- **Exercise**
Pick out each line of the entries below that contains the word "coffee", and copy those lines.

_ _ _ _ _ _ _

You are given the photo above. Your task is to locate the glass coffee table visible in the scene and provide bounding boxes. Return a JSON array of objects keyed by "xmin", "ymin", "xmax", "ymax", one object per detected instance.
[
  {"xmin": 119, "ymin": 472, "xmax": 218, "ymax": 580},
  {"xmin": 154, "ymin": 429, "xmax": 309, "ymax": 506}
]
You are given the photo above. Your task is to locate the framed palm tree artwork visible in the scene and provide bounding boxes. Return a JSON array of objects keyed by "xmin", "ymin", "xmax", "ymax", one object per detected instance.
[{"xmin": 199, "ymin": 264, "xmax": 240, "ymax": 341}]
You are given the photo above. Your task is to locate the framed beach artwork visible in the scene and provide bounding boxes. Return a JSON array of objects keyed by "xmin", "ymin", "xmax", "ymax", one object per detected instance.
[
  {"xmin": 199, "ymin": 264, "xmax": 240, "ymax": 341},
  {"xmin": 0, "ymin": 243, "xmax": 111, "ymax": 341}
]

_ _ _ _ _ _ _

- **Correct result**
You are given the photo above. Your task is to locate the glass coffee table visible in the scene and provide bounding boxes. Return a JSON array of objects keyed by "xmin", "ymin", "xmax", "ymax", one object per detected instance.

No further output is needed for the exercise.